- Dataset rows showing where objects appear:
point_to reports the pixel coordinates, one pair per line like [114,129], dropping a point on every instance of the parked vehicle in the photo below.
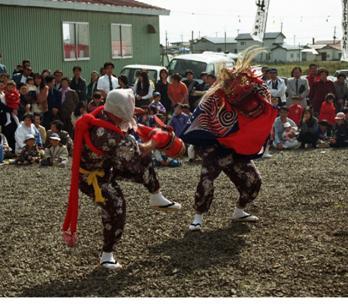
[210,63]
[131,70]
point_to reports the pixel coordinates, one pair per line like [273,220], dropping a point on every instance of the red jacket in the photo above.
[12,99]
[328,112]
[295,113]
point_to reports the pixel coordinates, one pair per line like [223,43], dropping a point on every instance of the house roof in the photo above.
[219,40]
[288,47]
[269,35]
[111,6]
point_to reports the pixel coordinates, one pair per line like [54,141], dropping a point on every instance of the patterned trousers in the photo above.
[140,170]
[242,173]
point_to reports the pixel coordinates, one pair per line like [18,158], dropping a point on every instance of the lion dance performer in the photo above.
[229,128]
[105,151]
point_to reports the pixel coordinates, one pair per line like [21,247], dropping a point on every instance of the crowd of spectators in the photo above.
[38,111]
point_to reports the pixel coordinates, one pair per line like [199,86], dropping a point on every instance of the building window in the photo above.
[76,41]
[121,40]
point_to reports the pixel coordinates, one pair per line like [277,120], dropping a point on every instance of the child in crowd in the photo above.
[296,110]
[96,102]
[5,149]
[12,98]
[56,154]
[179,120]
[289,135]
[30,154]
[328,109]
[157,105]
[340,139]
[323,134]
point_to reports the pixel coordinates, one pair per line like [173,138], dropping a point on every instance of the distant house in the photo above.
[271,40]
[286,53]
[324,50]
[214,44]
[62,34]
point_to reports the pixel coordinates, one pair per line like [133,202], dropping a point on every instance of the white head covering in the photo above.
[121,103]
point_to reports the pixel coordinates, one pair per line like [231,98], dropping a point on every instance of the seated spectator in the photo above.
[25,128]
[324,134]
[340,138]
[37,123]
[157,105]
[296,110]
[278,129]
[290,135]
[309,129]
[80,110]
[56,154]
[177,91]
[179,120]
[96,102]
[30,153]
[5,150]
[328,110]
[65,139]
[123,82]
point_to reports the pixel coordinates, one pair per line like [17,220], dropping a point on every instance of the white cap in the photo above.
[121,103]
[287,125]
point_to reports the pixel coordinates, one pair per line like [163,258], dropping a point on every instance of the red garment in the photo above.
[318,93]
[295,113]
[328,112]
[12,99]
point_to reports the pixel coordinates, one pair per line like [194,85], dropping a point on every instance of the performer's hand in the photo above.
[147,147]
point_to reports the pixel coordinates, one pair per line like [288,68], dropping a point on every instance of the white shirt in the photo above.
[104,84]
[21,132]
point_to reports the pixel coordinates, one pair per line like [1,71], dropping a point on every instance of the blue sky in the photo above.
[302,19]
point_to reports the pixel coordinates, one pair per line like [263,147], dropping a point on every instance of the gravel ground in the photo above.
[299,248]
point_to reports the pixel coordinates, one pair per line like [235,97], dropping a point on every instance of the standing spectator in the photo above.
[341,92]
[143,89]
[319,90]
[123,82]
[340,139]
[312,75]
[179,120]
[296,110]
[53,102]
[191,85]
[25,128]
[265,73]
[177,91]
[107,82]
[328,110]
[56,154]
[297,86]
[162,88]
[309,129]
[69,101]
[58,75]
[3,69]
[92,86]
[278,129]
[21,78]
[78,84]
[277,87]
[37,124]
[96,102]
[65,139]
[30,153]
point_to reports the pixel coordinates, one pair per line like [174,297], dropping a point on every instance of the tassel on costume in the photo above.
[82,137]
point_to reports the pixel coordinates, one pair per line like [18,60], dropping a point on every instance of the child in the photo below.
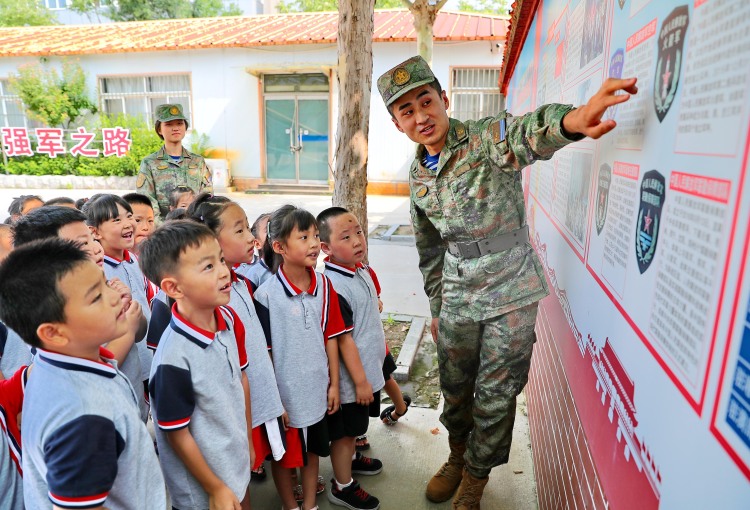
[199,391]
[143,215]
[84,444]
[110,219]
[66,223]
[229,223]
[23,205]
[176,214]
[11,401]
[343,240]
[6,241]
[181,198]
[62,202]
[302,317]
[257,271]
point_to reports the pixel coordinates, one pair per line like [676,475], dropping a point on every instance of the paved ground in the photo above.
[414,449]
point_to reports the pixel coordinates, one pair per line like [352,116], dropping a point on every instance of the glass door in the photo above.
[281,126]
[297,138]
[312,133]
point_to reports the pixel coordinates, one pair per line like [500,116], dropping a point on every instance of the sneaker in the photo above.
[353,497]
[362,465]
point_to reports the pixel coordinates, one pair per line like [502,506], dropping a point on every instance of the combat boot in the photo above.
[445,482]
[469,492]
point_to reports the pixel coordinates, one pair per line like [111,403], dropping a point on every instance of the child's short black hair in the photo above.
[280,227]
[103,207]
[16,206]
[61,201]
[207,209]
[81,202]
[160,253]
[137,198]
[324,217]
[44,223]
[176,193]
[29,285]
[257,222]
[177,214]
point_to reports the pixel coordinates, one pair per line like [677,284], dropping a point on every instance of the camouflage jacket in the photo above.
[475,194]
[160,175]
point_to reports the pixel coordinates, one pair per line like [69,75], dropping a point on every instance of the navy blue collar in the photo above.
[104,368]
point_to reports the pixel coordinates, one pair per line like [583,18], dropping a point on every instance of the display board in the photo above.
[646,233]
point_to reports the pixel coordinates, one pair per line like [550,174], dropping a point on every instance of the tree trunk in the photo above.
[424,18]
[355,30]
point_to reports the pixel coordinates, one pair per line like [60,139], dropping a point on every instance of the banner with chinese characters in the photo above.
[17,141]
[644,236]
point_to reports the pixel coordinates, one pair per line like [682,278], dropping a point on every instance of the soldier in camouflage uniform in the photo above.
[172,165]
[481,274]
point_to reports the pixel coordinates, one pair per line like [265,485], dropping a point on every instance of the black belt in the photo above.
[476,249]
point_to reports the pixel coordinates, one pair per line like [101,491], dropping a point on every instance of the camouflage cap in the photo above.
[167,112]
[406,76]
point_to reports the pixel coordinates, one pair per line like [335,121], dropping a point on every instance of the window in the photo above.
[55,4]
[295,83]
[475,93]
[140,95]
[12,112]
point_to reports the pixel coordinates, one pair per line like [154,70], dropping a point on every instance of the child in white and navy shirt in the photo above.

- YOUR INSTRUCTIONS: Copy every one of the records above word for word, leaving out the pictures.

- RESULT OF THE EXERCISE:
point_to reports the pixel coordinates, one pair per line like [114,129], dropping a point on every instance of the parked vehicle in the photo below.
[210,63]
[131,70]
point_to reports the pixel coordinates, one pair per line like [273,220], dropping a point on every instance of the red jacket in the photo above.
[12,99]
[328,112]
[295,113]
point_to reports the pixel coordinates, one pair per line like [223,43], dropping a point on every instance of the house roof in the photo above.
[219,40]
[288,47]
[269,35]
[111,6]
point_to reports the pixel coordinates, one pair per line like [54,141], dropping a point on every instance of the patterned trousers in the photo above.
[140,170]
[242,173]
point_to reports the pixel coordinates, one pair per line like [18,158], dropping a point on every instance of the lion dance performer in the photo above.
[229,128]
[105,151]
point_to reports the pixel coordinates, one pair per line like [21,247], dropping a point on every instance of the crowd of spectators in the photo above.
[38,111]
point_to reports the pixel coordinates, one pair per line like [199,86], dropping a point on every instance of the building window in the photo above.
[76,41]
[121,40]
point_to reports the pixel coordinates, one pair per line like [277,120], dropping a point on every instance of the child in crowd in the photo above.
[296,110]
[96,102]
[5,149]
[12,98]
[56,154]
[179,120]
[289,135]
[30,154]
[328,109]
[157,105]
[340,139]
[323,134]
point_to reports the pixel coordinates, one pair per line like [173,138], dropping a point on every instance of the distant house in the photo above.
[271,40]
[286,53]
[324,50]
[214,44]
[62,34]
point_to reports the pixel coordinates, one pair per line like [133,202], dropping a point on every instance of the white head covering in the photo above.
[121,103]
point_to reports the pixel coordinates, one pair per line like [231,98], dropping a point on every instance of the seated spectator in the photo above.
[25,128]
[324,134]
[340,138]
[37,123]
[157,105]
[296,110]
[278,129]
[290,135]
[309,129]
[80,110]
[56,154]
[177,91]
[179,120]
[96,102]
[30,153]
[5,150]
[328,110]
[65,139]
[123,82]
point_to reports the pixel coordinates, one pair per line like [17,220], dropping a point on every instance of the white cap in the photo above.
[121,103]
[287,125]
point_to reports the pixel coordinates, one pair per line like [163,258], dropping a point on every instance of the red garment in the photo above.
[318,93]
[295,113]
[328,112]
[12,99]
point_to reports the pixel coordinates, one pair per line like [194,85], dropping a point on every instance of the performer's hand in the photo above.
[147,147]
point_to reports the pixel coordinates, one pair per line like [288,68], dropping a point on every instance of the white shirt in the photo above.
[104,84]
[21,132]
point_to reports the pixel coordinates, one pair per line like [1,71], dropping a point on every instance of the blue sky in the photo above.
[302,19]
point_to reports the pixel coordinates, one pair per line like [263,147], dropping a point on every instance of the gravel ground in the photo above.
[299,248]
point_to reports the pixel coordinates, one pair per line like [235,97], dropping a point on every instance of the standing spectator in the photo above.
[341,92]
[143,89]
[319,90]
[123,82]
[340,139]
[312,75]
[179,120]
[296,110]
[53,102]
[191,85]
[25,128]
[265,73]
[177,91]
[107,82]
[328,110]
[56,154]
[297,86]
[162,88]
[309,129]
[69,101]
[58,75]
[3,69]
[92,86]
[278,129]
[21,78]
[78,84]
[277,87]
[37,124]
[96,102]
[65,139]
[30,153]
point_to reports the pixel coordinates, one pair per line like [174,297], dropping a point on every instance of the tassel on costume in the photo above.
[82,137]
point_to reports the pixel coordinates, one pair per line like [18,60], dropping a point on every instance of the child in the photo below.
[199,391]
[143,215]
[84,444]
[110,219]
[66,223]
[229,223]
[23,205]
[176,214]
[11,401]
[343,240]
[6,241]
[181,198]
[62,202]
[302,317]
[257,271]
point_to reports the pixel coordinates, one pair per line like [676,475], dropping a point on every instance of the paved ground in the photo above.
[414,449]
point_to reports the pixel coordinates, one pair per line like [352,116], dropping a point on every instance of the glass door in the photo above.
[281,126]
[297,138]
[312,133]
point_to reports the pixel coordinates, one pair per line like [500,116], dropping a point on every instance of the sneaker in the photo above.
[353,497]
[362,465]
point_to reports the pixel coordinates, one pair per line like [502,506], dropping a point on every instance of the combat boot in the photo above.
[445,482]
[469,492]
point_to reports the pixel coordinates, one pair per line like [111,403], dropping a point on every instance of the child's short black hair in the photo above.
[280,227]
[103,207]
[16,206]
[61,201]
[207,209]
[81,202]
[160,253]
[137,198]
[324,217]
[44,223]
[176,193]
[29,285]
[257,222]
[177,214]
point_to reports the pixel coordinates, one pair per line like [677,284], dropping a point on every instance of the camouflage jacket in the photo above.
[475,194]
[160,175]
point_to reports the pixel coordinates, one pair per line like [69,75], dropping a point on every instance of the navy blue collar in the photo above.
[104,368]
point_to reports the pixel coordinates, one pair per line like [583,18], dropping a point on every instance of the display board in the photo above.
[646,233]
point_to reports the pixel coordinates, one pair per line like [550,174], dropping a point on every instance of the tree trunk in the photo above.
[424,18]
[355,30]
point_to reports the pixel coordinates, one pair per line like [60,139], dropping a point on every instance of the banner with chinese characters in the photo above.
[17,141]
[644,236]
point_to reports the pixel coordinates, one pair per line like [682,278], dropping a point on every instance of the soldier in camouflage uniform in the photo above.
[172,165]
[481,274]
point_to reports the pixel coordinates, one pair per line like [265,485], dropping a point on every instance of the black belt in the photo above.
[476,249]
point_to reports the pixel coordinates, one pair per line like [101,491], dropping a point on every instance of the camouflage cap in the photo above.
[167,112]
[406,76]
point_to reports the pixel coordinates, one pair per line like [335,121], dropping a point on every instance of the window in the photo above.
[55,4]
[295,83]
[475,93]
[140,95]
[12,112]
point_to reports the pixel coordinates, one pair per line like [154,70], dropping a point on every instance of the child in white and navy shirt in the photo above.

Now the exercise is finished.